What is expected >>
Reproduce every line from the one containing "Each instance of the fingernail" down to the end of the entries, requests included. Rescale each x and y coordinate in the answers by multiplying it by 0.7 and rounding to a whole number, halves up, and leave the requests and their format samples unchanged.
---+---
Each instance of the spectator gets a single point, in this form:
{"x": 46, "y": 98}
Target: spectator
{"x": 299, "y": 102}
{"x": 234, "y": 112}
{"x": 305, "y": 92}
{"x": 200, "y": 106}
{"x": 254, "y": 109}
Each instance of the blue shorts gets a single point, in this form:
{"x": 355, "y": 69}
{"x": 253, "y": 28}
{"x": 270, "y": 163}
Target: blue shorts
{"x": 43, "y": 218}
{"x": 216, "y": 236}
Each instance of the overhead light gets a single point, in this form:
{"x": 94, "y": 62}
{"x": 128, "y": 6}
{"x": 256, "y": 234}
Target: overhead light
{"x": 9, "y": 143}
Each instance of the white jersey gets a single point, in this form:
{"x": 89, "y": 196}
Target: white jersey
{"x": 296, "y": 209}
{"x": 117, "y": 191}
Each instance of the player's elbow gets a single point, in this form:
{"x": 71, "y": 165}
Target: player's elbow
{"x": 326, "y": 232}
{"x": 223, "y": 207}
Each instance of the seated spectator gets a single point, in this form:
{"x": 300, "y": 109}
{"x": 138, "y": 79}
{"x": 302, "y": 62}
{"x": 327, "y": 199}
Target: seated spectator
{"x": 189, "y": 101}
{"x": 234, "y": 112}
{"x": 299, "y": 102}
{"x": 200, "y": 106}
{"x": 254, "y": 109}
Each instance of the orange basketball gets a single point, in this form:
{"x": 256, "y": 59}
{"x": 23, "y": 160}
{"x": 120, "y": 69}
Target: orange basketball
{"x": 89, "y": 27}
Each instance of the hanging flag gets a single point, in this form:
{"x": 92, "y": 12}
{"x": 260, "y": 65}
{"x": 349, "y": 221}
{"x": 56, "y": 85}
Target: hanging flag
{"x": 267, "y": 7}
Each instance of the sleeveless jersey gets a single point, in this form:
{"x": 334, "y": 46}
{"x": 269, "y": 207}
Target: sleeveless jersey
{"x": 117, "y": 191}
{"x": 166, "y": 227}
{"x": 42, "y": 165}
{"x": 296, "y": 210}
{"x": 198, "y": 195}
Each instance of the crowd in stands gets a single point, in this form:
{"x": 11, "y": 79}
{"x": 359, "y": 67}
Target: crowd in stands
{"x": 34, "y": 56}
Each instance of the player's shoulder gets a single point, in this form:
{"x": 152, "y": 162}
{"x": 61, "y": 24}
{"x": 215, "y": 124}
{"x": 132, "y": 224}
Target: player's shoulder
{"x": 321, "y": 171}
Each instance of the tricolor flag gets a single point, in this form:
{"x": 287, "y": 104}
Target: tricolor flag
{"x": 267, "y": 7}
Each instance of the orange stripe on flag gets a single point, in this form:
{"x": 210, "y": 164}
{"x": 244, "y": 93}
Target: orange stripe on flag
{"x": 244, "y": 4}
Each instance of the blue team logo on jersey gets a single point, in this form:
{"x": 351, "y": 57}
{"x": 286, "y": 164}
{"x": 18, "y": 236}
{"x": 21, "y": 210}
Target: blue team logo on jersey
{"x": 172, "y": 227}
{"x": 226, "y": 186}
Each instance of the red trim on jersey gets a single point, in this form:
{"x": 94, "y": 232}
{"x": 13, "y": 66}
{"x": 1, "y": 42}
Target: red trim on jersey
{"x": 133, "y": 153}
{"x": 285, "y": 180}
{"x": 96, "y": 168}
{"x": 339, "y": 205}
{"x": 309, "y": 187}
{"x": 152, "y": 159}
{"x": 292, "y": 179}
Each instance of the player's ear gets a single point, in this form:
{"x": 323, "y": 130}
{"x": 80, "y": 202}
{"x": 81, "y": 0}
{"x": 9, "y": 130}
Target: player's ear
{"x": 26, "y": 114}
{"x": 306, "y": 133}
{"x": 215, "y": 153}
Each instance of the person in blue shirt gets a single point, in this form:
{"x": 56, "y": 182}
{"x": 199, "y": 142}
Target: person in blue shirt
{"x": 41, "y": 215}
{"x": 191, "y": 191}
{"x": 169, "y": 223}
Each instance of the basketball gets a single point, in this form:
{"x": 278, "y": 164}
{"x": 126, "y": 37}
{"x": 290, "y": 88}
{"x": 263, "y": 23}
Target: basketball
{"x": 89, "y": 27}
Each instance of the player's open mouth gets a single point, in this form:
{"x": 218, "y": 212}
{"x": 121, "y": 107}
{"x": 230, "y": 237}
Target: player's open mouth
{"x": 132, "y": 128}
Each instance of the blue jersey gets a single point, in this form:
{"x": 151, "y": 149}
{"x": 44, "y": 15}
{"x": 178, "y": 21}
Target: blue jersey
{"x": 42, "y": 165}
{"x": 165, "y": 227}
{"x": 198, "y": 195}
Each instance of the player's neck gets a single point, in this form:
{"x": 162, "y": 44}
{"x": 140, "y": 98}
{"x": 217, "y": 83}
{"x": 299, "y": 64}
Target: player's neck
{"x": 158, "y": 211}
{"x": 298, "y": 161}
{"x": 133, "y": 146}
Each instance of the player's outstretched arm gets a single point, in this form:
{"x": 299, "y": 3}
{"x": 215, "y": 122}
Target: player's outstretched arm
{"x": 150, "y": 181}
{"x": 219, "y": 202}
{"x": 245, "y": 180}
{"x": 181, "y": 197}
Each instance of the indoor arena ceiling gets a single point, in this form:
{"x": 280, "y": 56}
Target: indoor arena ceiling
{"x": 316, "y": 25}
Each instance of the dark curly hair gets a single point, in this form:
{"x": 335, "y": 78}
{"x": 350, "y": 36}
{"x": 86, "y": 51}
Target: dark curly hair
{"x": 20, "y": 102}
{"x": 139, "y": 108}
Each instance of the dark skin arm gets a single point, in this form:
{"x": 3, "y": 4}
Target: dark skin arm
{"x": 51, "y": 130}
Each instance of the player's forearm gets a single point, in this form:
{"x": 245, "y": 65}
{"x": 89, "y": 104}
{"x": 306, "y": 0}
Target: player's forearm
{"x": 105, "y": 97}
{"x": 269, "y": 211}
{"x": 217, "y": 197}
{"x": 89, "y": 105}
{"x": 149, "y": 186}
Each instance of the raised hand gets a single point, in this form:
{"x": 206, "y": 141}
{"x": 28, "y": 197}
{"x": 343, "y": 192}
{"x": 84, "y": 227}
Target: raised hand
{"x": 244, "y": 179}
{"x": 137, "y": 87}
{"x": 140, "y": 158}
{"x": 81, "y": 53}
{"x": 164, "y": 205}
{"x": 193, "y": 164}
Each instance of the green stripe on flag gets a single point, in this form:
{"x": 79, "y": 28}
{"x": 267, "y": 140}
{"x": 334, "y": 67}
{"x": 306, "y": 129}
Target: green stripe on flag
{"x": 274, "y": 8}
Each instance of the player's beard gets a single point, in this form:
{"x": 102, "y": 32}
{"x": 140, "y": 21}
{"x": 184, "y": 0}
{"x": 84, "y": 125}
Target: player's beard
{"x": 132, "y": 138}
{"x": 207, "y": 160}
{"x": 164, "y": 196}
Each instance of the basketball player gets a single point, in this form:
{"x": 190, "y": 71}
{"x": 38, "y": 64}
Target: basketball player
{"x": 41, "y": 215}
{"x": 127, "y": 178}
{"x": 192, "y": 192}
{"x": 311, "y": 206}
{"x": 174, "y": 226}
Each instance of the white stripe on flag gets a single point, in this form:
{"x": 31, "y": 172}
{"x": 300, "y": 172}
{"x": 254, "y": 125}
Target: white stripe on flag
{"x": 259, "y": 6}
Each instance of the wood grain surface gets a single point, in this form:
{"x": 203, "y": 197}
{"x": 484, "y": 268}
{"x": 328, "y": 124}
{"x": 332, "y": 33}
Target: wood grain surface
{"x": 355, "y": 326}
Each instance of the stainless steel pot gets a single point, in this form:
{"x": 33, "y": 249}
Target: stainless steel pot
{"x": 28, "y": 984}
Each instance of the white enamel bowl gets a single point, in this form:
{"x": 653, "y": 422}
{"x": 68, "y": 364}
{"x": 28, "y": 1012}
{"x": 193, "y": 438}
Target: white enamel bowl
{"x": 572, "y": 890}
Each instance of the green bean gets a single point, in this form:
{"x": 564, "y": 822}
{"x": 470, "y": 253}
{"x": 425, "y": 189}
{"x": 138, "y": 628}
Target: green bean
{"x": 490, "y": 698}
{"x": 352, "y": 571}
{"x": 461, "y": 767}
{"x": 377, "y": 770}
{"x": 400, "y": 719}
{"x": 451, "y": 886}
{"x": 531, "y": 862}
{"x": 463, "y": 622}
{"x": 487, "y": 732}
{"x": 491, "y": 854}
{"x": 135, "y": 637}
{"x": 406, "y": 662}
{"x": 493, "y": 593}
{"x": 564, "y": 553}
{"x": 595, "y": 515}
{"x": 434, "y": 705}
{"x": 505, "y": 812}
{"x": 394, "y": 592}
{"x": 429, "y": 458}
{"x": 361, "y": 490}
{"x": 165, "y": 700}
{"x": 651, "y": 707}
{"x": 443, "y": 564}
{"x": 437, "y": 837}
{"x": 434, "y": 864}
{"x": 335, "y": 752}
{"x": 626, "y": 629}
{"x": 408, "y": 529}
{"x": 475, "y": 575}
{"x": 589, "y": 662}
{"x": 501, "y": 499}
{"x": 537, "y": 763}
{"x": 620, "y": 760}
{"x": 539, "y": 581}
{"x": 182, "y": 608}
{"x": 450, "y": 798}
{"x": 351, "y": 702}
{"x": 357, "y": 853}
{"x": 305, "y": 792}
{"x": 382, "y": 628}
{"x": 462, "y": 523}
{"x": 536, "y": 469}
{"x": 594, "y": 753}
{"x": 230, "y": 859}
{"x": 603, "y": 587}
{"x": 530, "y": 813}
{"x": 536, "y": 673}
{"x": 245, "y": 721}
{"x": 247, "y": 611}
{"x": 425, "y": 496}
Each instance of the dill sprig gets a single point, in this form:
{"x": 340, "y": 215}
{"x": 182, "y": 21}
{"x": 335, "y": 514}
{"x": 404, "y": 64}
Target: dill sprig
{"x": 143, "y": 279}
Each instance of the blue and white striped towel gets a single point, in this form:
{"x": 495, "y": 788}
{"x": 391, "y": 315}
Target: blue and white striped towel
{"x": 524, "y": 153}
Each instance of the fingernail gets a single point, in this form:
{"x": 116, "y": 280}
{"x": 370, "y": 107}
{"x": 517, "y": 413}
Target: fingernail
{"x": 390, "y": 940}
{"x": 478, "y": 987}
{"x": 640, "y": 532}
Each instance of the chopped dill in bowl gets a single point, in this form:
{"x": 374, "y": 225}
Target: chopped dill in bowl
---+---
Correct result >>
Each instance of the fingernail gets a single point, in this form:
{"x": 116, "y": 280}
{"x": 370, "y": 107}
{"x": 517, "y": 413}
Target: fingernail
{"x": 273, "y": 658}
{"x": 335, "y": 691}
{"x": 448, "y": 372}
Each instance of the chopped dill in bowl gets a single point, in this form:
{"x": 374, "y": 225}
Target: chopped dill in bowl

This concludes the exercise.